* _Texto da página_

__________

Pensem com o coração
Furo a traqueia à senhora da cama 16 como se eu não tivesse medo até de respirar. Todos os doentes que estão ventilados muitos dias nos Cuidados Intensivos precisam de uma traqueostomia para sobreviver. Tenho sorte. Tenho sorte porque as minhas mãos vão em contramão com o meu coração. As minhas mãos estão firmes.
“Hoje é preciso fazer uma traqueostomia na senhora da cama 16.” A vontade de fazer atropela o medo de falhar. Sei que se cometer um erro talvez nunca mais me levante. Sempre senti que no dia em que tiver a sensação que cometi um erro crasso, que mate alguém, nunca mais exerço Medicina, por mais que me venham dizer que já salvei muitas vidas. É o que eu sinto. Pode acontecer a qualquer um.

__________

* _Conjunto de dados_
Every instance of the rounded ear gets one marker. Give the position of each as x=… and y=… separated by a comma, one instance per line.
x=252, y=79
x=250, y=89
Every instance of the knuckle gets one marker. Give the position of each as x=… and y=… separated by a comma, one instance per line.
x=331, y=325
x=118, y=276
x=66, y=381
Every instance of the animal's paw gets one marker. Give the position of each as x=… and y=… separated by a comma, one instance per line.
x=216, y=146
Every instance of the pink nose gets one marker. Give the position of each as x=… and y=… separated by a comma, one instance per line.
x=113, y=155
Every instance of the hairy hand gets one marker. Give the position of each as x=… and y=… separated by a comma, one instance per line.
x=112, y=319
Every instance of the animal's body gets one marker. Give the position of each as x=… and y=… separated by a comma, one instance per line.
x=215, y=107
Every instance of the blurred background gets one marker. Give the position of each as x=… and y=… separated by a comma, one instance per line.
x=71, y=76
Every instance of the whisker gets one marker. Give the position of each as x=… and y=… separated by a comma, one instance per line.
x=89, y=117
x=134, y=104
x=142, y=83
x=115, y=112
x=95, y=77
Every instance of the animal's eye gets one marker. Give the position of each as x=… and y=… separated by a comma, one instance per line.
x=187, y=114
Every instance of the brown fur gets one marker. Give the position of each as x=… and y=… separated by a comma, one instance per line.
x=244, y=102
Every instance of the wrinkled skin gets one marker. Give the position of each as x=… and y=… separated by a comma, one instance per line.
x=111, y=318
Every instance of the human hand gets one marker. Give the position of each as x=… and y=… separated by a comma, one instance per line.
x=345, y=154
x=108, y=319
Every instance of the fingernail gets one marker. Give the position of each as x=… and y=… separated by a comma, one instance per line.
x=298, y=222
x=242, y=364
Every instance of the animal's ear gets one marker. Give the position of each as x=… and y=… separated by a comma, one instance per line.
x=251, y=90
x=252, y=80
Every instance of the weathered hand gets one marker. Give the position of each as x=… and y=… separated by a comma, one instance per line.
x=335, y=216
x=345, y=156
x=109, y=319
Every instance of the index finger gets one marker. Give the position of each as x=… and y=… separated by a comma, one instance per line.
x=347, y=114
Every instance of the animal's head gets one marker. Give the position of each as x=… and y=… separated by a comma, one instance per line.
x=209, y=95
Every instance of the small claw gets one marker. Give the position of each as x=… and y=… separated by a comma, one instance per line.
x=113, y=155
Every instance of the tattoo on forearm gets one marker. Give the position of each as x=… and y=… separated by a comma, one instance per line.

__________

* _Tarefa_
Cite tudo o que está no texto sobre a traqueostomia desde "Pensem com o" até "a qualquer um.". A listagem não tem qualquer relação com o texto sobre a traqueostomia.

* _Solução_
Pensem com o coração
Furo a traqueia à senhora da cama 16 como se eu não tivesse medo até de respirar. Todos os doentes que estão ventilados muitos dias nos Cuidados Intensivos precisam de uma traqueostomia para sobreviver. Tenho sorte. Tenho sorte porque as minhas mãos vão em contramão com o meu coração. As minhas mãos estão firmes.
“Hoje é preciso fazer uma traqueostomia na senhora da cama 16.” A vontade de fazer atropela o medo de falhar. Sei que se cometer um erro talvez nunca mais me levante. Sempre senti que no dia em que tiver a sensação que cometi um erro crasso, que mate alguém, nunca mais exerço Medicina, por mais que me venham dizer que já salvei muitas vidas. É o que eu sinto. Pode acontecer a qualquer um.